## Stated goal
Convert the records below into a two-column CSV with the headers "prompt" and "points," one row per record. Put each record's text and its answer in their own quoted fields, replace line breaks with spaces, and leave out the pictures.

### Task inputs

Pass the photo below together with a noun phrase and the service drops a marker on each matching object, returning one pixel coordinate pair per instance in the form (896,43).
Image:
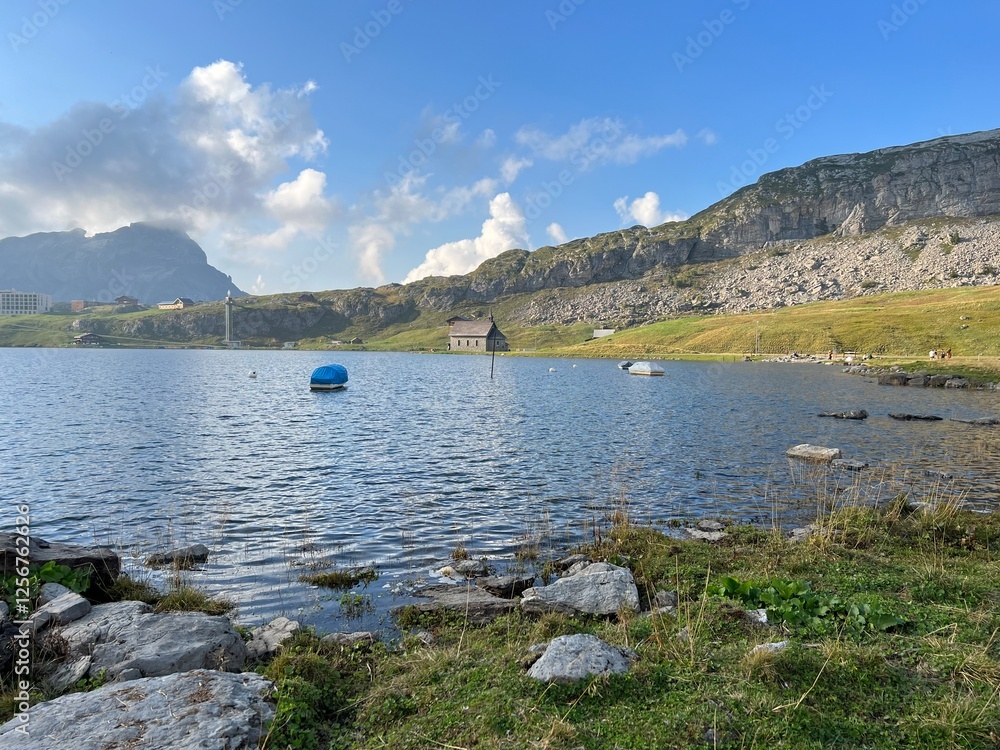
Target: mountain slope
(140,260)
(847,196)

######

## Complete answer
prompt,points
"Pass the photo below together with a noun phrase and the service drops a marker on each matching object, returning one pixel coordinate pair per instance in the form (896,43). Image: Target: mountain slope","(140,260) (847,196)"